| PROBLEM REQUIREMENTS |
In full and without deviation, write out the entries that follow.

---------- INPUT ROWS

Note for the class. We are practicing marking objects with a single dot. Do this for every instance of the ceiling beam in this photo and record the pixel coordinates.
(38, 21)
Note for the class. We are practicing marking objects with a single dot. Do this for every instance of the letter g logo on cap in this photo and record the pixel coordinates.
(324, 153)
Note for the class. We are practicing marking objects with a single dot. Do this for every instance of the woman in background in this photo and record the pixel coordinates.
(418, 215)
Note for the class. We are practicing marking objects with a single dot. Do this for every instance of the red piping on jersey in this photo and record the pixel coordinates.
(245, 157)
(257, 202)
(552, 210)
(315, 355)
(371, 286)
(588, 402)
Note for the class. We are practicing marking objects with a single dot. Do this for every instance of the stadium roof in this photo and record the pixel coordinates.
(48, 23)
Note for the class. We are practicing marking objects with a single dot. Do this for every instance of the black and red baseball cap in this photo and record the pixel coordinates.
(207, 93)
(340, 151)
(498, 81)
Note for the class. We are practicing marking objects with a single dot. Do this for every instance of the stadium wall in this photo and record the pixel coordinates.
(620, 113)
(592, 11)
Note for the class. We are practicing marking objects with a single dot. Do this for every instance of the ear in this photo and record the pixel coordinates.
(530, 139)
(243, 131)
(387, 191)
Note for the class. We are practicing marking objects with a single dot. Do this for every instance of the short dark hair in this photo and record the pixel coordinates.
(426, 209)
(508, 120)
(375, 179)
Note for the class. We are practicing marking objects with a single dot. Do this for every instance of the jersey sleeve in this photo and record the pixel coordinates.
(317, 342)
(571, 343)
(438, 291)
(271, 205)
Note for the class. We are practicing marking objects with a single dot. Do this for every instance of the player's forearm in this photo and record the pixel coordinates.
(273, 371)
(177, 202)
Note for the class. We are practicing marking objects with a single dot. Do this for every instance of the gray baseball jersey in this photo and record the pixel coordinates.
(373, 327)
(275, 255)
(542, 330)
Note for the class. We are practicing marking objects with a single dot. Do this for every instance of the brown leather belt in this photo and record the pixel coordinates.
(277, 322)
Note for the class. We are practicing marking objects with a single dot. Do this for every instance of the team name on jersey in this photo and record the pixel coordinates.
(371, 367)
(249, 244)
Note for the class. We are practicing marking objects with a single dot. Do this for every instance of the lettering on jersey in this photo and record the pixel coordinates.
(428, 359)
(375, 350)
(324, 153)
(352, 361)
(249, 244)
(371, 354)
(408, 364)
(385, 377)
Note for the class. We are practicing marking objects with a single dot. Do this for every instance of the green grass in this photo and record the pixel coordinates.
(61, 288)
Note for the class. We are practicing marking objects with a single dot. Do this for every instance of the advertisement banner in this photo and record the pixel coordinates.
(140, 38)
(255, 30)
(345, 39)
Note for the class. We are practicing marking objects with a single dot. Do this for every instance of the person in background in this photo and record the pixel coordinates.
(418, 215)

--------------------

| ANSWER FOR THE TASK |
Note for the class. We are practicing marking objects with a single dot. Do this for every instance of the ceiling beam in this photo and record the pixel coordinates.
(38, 21)
Note for the class. We are practicing marking objects with a single dot. Do this for every instance of the letter g logo on cap in this photo and record the pixel coordinates.
(324, 153)
Note for the class. We are practicing marking objects with a single dot. Do this for every instance of the woman in background in this photo and record the pixel coordinates.
(418, 215)
Note for the class. We are practicing marking objects with a single dot. Do this for every instance of the red piping on jersey in this photo and record the pixel coordinates.
(245, 157)
(257, 202)
(552, 210)
(315, 355)
(371, 286)
(588, 402)
Note for the class. We are practicing marking objects with a single dot. Do this for every instance of the stadium roof in this photo and record the pixel coordinates.
(48, 23)
Note for the class. We are practicing marking objects with a single dot. Do this for every instance of the black and red baseball cap in this photo and record the pixel coordinates.
(207, 93)
(340, 151)
(498, 81)
Note for the class. We are practicing marking objects with a single dot. Do this for every instance of the stadium wall in this photo and record the pixel coordinates.
(620, 113)
(592, 11)
Note for the class. We are practicing marking objects with a single dot. Do this for every instance of the ear in this photo and record the pixel coordinates.
(530, 139)
(243, 131)
(387, 191)
Note for the class. We are practicing marking objects with a single dot. Do this for every instance of the short dark hair in this photo and record the pixel coordinates.
(426, 209)
(508, 120)
(375, 179)
Note for the class. We are practicing marking objects with a single dot. Do this for every instance of the jersey sleeve in this photo and record the pixel coordinates.
(317, 342)
(571, 343)
(438, 291)
(271, 205)
Note for the class. We are practicing marking objects with a single dot. Do this for every instance of the player's forearm in this photo and record the pixel coordinates.
(273, 371)
(177, 202)
Note for the class. We are practicing marking objects with a single dot. Do this for every instance of the gray baseball jersey in this photo and record the pixel coordinates.
(373, 327)
(275, 255)
(542, 330)
Note for the class. We are practicing marking objects with a single dot. Do this for every instance of the brown leather belt in this photo and record the pixel coordinates.
(277, 322)
Note for the class. We are practicing marking objects with a single dot. Do this for every instance of the team name on jersey in this photo and record the pixel coordinates.
(371, 367)
(249, 244)
Note for the class. We are practicing marking objects with a single dot. Do this for every instance of the lettering on jersey in this photo and record the pixel coordinates.
(428, 359)
(375, 350)
(324, 153)
(352, 361)
(249, 244)
(371, 354)
(408, 364)
(385, 377)
Note for the class. We are practicing marking objects with a single dot. Do this for every instance of the green grass in this photo and record the pixel coordinates.
(61, 288)
Note for the class. We are practicing marking objects with a single dot. Do this for every instance of the advertisement banner in this photo and record the pixel coordinates.
(140, 38)
(255, 30)
(345, 39)
Note for the class. We are practicing marking objects with a single dot. Do this for every instance of the person in background in this photo and record the pixel coordinates.
(418, 215)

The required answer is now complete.